Stored records:
____
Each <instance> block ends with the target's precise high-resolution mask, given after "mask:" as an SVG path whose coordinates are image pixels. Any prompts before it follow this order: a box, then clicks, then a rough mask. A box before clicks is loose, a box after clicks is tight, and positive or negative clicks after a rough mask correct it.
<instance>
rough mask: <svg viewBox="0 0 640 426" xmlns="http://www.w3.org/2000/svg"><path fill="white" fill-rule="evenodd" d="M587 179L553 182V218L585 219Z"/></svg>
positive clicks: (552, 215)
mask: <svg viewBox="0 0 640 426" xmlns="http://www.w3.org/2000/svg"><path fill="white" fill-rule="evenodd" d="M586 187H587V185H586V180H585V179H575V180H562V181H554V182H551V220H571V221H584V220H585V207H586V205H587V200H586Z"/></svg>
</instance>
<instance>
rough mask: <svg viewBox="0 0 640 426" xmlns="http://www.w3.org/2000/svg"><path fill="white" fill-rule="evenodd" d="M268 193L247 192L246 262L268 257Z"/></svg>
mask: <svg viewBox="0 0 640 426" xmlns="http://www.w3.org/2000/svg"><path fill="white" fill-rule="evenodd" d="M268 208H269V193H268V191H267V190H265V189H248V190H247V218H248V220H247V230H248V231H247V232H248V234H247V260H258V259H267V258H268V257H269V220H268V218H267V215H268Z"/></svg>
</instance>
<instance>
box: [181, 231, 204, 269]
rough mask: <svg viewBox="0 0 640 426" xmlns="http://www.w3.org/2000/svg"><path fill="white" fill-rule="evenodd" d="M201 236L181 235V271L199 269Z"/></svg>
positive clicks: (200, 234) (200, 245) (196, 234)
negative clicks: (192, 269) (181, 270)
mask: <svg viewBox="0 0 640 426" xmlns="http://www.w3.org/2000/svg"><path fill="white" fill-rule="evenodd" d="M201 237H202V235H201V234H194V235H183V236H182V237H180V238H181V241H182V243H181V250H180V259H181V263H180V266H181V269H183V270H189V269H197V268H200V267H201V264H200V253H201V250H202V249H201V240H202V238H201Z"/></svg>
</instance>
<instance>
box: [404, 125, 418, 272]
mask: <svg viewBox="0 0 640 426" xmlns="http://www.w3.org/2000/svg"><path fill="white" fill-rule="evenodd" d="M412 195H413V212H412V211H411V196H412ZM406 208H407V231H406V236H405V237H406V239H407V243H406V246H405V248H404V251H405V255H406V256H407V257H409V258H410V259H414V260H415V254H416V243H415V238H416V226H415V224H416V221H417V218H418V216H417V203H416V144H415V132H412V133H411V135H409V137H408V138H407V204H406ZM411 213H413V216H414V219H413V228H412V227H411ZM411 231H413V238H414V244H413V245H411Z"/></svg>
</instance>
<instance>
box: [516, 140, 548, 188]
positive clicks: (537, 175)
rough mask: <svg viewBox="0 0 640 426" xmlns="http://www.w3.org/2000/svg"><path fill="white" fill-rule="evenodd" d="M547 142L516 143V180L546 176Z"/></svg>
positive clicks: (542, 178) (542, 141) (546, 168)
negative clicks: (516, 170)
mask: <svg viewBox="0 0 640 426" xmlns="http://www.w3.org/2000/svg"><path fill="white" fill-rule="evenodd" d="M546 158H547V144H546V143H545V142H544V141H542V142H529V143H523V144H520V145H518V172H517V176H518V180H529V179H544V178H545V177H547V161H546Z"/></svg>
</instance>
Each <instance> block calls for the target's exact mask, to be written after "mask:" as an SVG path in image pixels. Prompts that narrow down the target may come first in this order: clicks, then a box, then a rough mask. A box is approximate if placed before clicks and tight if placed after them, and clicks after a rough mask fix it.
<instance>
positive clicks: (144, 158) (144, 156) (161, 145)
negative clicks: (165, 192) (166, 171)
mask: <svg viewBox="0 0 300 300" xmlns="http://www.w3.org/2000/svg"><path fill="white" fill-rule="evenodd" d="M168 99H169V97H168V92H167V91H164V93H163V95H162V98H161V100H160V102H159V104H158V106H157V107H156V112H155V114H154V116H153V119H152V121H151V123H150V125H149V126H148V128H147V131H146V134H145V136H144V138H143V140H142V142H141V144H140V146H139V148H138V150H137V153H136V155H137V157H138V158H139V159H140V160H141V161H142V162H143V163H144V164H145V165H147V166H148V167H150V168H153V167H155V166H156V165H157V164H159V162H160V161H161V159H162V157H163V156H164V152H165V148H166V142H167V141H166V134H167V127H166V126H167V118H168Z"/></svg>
____
• Work to be completed
Each record shown above must be reproduced exactly.

• Exercise response
Each <instance> block ends with the target's precise high-resolution mask, given after "mask:" as an SVG path whose coordinates are image pixels. Any prompts before it follow this order: a box, then clicks, then a rough mask. A box before clicks is loose, a box after clicks is tight, and positive or negative clicks after a rough mask correct it.
<instance>
rough mask: <svg viewBox="0 0 640 426" xmlns="http://www.w3.org/2000/svg"><path fill="white" fill-rule="evenodd" d="M587 179L553 182V218L585 219Z"/></svg>
positive clicks: (552, 215)
mask: <svg viewBox="0 0 640 426" xmlns="http://www.w3.org/2000/svg"><path fill="white" fill-rule="evenodd" d="M586 187H587V185H586V180H585V179H575V180H562V181H554V182H551V220H571V221H584V220H585V207H586V205H587V200H586Z"/></svg>
</instance>
<instance>
rough mask: <svg viewBox="0 0 640 426" xmlns="http://www.w3.org/2000/svg"><path fill="white" fill-rule="evenodd" d="M268 193L247 192L246 262L268 257Z"/></svg>
mask: <svg viewBox="0 0 640 426" xmlns="http://www.w3.org/2000/svg"><path fill="white" fill-rule="evenodd" d="M268 208H269V193H268V191H267V190H265V189H248V190H247V218H248V220H247V230H248V231H247V232H248V234H247V260H258V259H267V258H268V257H269V220H268V218H267V215H268Z"/></svg>
</instance>
<instance>
box: [181, 231, 204, 269]
rough mask: <svg viewBox="0 0 640 426" xmlns="http://www.w3.org/2000/svg"><path fill="white" fill-rule="evenodd" d="M201 236L181 235V271L199 269Z"/></svg>
positive clicks: (200, 234) (200, 245) (196, 234)
negative clicks: (192, 269) (181, 270)
mask: <svg viewBox="0 0 640 426" xmlns="http://www.w3.org/2000/svg"><path fill="white" fill-rule="evenodd" d="M201 237H202V235H201V234H194V235H183V236H182V237H180V238H181V241H182V243H181V250H180V259H181V263H180V266H181V269H183V270H189V269H197V268H200V267H201V264H200V253H201V250H202V249H201V240H202V238H201Z"/></svg>
</instance>
<instance>
box: [404, 125, 418, 272]
mask: <svg viewBox="0 0 640 426" xmlns="http://www.w3.org/2000/svg"><path fill="white" fill-rule="evenodd" d="M412 195H413V212H412V211H411V196H412ZM406 208H407V231H406V236H405V237H406V239H407V243H406V246H405V248H404V251H405V255H406V256H407V257H409V258H410V259H414V260H415V254H416V243H415V238H416V226H415V224H416V221H417V218H418V216H417V203H416V144H415V132H412V133H411V135H409V137H408V138H407V204H406ZM411 213H413V216H414V219H413V228H412V227H411ZM411 231H413V238H414V244H413V245H411Z"/></svg>
</instance>
<instance>
box: [516, 140, 548, 188]
positive clicks: (537, 175)
rough mask: <svg viewBox="0 0 640 426" xmlns="http://www.w3.org/2000/svg"><path fill="white" fill-rule="evenodd" d="M547 142L516 143V180L546 176Z"/></svg>
positive clicks: (542, 178) (542, 141) (546, 168)
negative clicks: (516, 170)
mask: <svg viewBox="0 0 640 426" xmlns="http://www.w3.org/2000/svg"><path fill="white" fill-rule="evenodd" d="M546 158H547V144H546V143H545V142H544V141H542V142H529V143H523V144H520V145H518V172H517V176H518V180H529V179H544V178H545V177H547V161H546Z"/></svg>
</instance>
Each <instance> block calls for the target's exact mask, to be written after "mask:" as an SVG path in image pixels. Prompts that narrow down the target may come first in this order: clicks, then a box, then a rough mask. A box is approximate if placed before clicks and tight if placed after them, and clicks after a rough mask fix it.
<instance>
positive clicks: (144, 158) (144, 156) (161, 145)
negative clicks: (165, 192) (166, 171)
mask: <svg viewBox="0 0 300 300" xmlns="http://www.w3.org/2000/svg"><path fill="white" fill-rule="evenodd" d="M168 99H169V97H168V92H167V91H164V93H163V95H162V98H161V100H160V102H159V104H158V106H157V107H156V112H155V114H154V116H153V119H152V121H151V123H150V125H149V126H148V128H147V131H146V134H145V136H144V138H143V140H142V142H141V144H140V146H139V148H138V150H137V153H136V155H137V157H138V158H139V159H140V160H141V161H142V162H143V163H144V164H145V165H147V166H148V167H150V168H153V167H155V166H156V165H157V164H159V162H160V161H161V159H162V157H163V156H164V152H165V148H166V142H167V141H166V134H167V127H166V126H167V118H168Z"/></svg>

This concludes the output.